## GOAL OF THE EXERCISE
Repeat every record below exactly, leaving out the pictures.

## EXERCISE MATERIAL

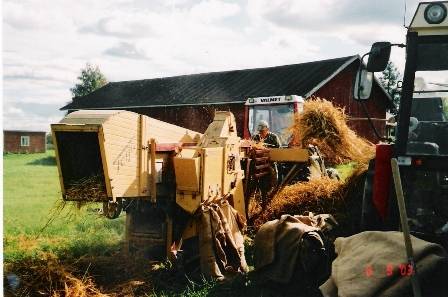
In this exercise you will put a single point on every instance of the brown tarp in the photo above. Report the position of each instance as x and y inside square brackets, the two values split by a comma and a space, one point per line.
[221, 243]
[283, 245]
[373, 263]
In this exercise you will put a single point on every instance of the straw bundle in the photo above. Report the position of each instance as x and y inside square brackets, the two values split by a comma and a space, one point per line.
[87, 189]
[325, 126]
[323, 195]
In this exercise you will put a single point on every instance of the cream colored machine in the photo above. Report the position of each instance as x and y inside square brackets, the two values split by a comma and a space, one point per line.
[210, 170]
[160, 174]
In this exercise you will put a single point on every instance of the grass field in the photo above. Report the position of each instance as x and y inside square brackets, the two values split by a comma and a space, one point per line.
[48, 247]
[32, 198]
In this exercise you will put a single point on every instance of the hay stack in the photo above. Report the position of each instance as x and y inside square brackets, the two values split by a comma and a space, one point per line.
[325, 126]
[323, 195]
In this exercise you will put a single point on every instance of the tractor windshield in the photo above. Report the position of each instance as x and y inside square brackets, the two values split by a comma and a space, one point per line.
[279, 116]
[428, 127]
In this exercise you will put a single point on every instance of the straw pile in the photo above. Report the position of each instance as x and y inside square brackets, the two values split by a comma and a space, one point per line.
[87, 189]
[46, 276]
[325, 126]
[324, 195]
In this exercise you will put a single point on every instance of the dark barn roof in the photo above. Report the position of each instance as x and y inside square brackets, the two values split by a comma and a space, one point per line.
[216, 87]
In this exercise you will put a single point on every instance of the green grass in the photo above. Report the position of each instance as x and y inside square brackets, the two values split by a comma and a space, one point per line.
[31, 194]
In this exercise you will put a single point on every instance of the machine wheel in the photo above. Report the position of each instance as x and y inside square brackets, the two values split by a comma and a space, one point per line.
[111, 209]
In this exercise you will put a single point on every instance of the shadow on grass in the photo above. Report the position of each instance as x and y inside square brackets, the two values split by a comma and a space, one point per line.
[47, 161]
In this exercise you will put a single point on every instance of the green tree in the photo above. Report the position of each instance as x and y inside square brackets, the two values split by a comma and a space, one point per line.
[90, 79]
[389, 79]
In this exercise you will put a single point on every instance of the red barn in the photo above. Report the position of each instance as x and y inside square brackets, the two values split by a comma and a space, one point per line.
[190, 100]
[23, 141]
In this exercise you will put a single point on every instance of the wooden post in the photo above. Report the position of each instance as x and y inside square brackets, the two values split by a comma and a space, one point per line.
[153, 171]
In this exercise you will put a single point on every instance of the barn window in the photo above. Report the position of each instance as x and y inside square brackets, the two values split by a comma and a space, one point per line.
[24, 141]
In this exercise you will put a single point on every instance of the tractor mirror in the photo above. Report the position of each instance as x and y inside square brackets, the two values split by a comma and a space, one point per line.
[379, 56]
[363, 85]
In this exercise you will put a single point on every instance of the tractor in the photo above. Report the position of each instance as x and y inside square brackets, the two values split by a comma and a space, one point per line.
[421, 142]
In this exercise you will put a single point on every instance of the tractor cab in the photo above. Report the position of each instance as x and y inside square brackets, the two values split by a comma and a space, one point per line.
[421, 143]
[278, 111]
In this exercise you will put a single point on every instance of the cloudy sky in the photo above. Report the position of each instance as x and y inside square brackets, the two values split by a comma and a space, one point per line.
[47, 42]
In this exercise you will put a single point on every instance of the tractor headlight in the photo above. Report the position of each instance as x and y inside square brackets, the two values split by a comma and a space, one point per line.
[435, 13]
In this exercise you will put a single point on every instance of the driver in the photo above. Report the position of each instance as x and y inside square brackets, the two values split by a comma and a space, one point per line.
[265, 136]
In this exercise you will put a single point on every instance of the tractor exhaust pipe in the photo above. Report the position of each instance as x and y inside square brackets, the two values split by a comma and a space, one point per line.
[405, 227]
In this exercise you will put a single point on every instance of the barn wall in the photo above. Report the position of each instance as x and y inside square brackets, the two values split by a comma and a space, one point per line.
[196, 118]
[340, 91]
[11, 141]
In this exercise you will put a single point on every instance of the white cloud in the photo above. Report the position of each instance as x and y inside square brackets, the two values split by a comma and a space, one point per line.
[47, 42]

## ANSWER TO THE TASK
In this exercise you will put a single point on every instance of the brown tarp in the photo above. Report the position of each instance as x and y inside square brackets, the two values split by a comma and a space, one point per line.
[221, 243]
[283, 245]
[373, 263]
In this exercise you will put a single point on every instance of the straw bundle in the photo above. Report the position of each instance as x and y inside square brackets, the two values split by a comma and a space, one point per line.
[87, 189]
[325, 126]
[323, 195]
In this exercise you will put a single point on every instance of the cream colored machine in the photo above. Report the position of each instance as x and y inside square brackets, the two values split by a comma and a space, one point per line.
[210, 170]
[160, 174]
In this exercise you will put a single point on every instance of the grass field in the photo above. Report the position of each instance as x and y inside square brackets, the two values split by a comma and a space, one point per line.
[48, 247]
[32, 198]
In this exercise you will put a single point on every instance of the hay stack in the photo above. Report the position of each instance as x and y inside square brackets, the two values split by a comma and a space, one point per line.
[325, 126]
[323, 195]
In this exercise you will put a single point on every instance of the tractor windshield in the photo above. Report the position of each instance as x and y inside square brackets, the two values split by a comma and a space, one point per line.
[279, 116]
[428, 127]
In this exercise you will put a single point on every instance of the straw pile in the photo above. Report the position of each instance as x and y inside square brackets, the two values split by a comma and a space, one point per line.
[87, 189]
[46, 276]
[325, 126]
[324, 195]
In this exercise you will put a single point on every instance of the dark barn roof in the photo above. Report the position of each instance as x and y inside square brackets, the two values split by a comma and a space, one point per line.
[216, 87]
In this exercise you will put a single point on every instance of the green grass in the photo above. Report the position of each instance as x and y inside square brackets, the two values split by a comma and a space, one point per line.
[31, 194]
In this exercise you will put a single point on every instance of the machine wheel in the photo above. Report the position of each instance as x and y inside square brackets, the two values split by a comma and a space, one point per line.
[111, 209]
In this exercise you will put a single point on every instance of the shadow on grass in the photo above. Report the position of each instance as x and y inside square brackets, the two values split by a comma and a space, one point per line.
[47, 161]
In this exercise you will put a single point on every instance of the green tree in the photo above. Report the position of each instance as x and y inside square brackets, the two values split by a comma and a space, one point per line.
[90, 79]
[389, 79]
In this exercise you will put a single point on every instance of the red barn in the photo above. Report the position of each instance as x and y inside square brackets, the two values split by a comma and a space, one point per line.
[190, 100]
[23, 141]
In this exercise you will put a single point on every instance of the wooden post in the photo above. Report the position of each instance as x and y inside square brackets, the two values split by a comma and a space, one point per line.
[153, 171]
In this exercise you will put a single point on every instance of the barn window in the photo above. Report the position of each instance as x and y inside square brackets, the two values split by a comma and a space, one point per line.
[24, 141]
In this exercise you will put a single point on every instance of the tractor mirror in the photo above. Report the position of each instance as x and y inside square brackets, the two values split by a comma and a space, one point per line.
[379, 56]
[363, 85]
In this exercise you will put a single point on every instance of the tractor in the photo above. Report the position of each instance as x and y inside square brackets, the two values split by a comma and a space, one point per line.
[421, 142]
In this exercise you will put a single point on every instance of the tractor cab in the photo above. Report the position of each instance as x and y inside square brackets, the two values split by a comma and a space, one point per line.
[421, 143]
[278, 111]
In this exercise you will put a single point on every instance of the cloudy sky in the photo above. Report the position of each instance as x and y inside square brackets, the two values split by a comma and a space, one point per line.
[47, 42]
In this exercise you will put a single point on every instance of the tractor headlight in the photo above. Report the position of each instance as x and y inside square brackets, the two values split by a comma and a space, one point per line.
[435, 13]
In this exercise you will put a single point on every instance of the driver in the photo above. Report the position of each instance as x and y inside square brackets, the two values split by a comma and a space, one point per line.
[265, 136]
In this exercise you will put a single point on every instance of the tractor exhaust pipe in the photo above. Report the position of each instance as x and y inside square brackets, the two values split by a comma and a space, one point per line.
[405, 227]
In this exercise you will put a single point on every instance of the barn wall in the photo above. Report the position of each instance as x and y inside square brackets, the two values split by a comma and a space, one point per line.
[196, 118]
[340, 91]
[11, 141]
In this exercise you will put a single point on every instance of the white cloud in the photo above. Report the position of each instance as x and y inside square brackets, the two values split by a comma and a space, one point per line.
[47, 42]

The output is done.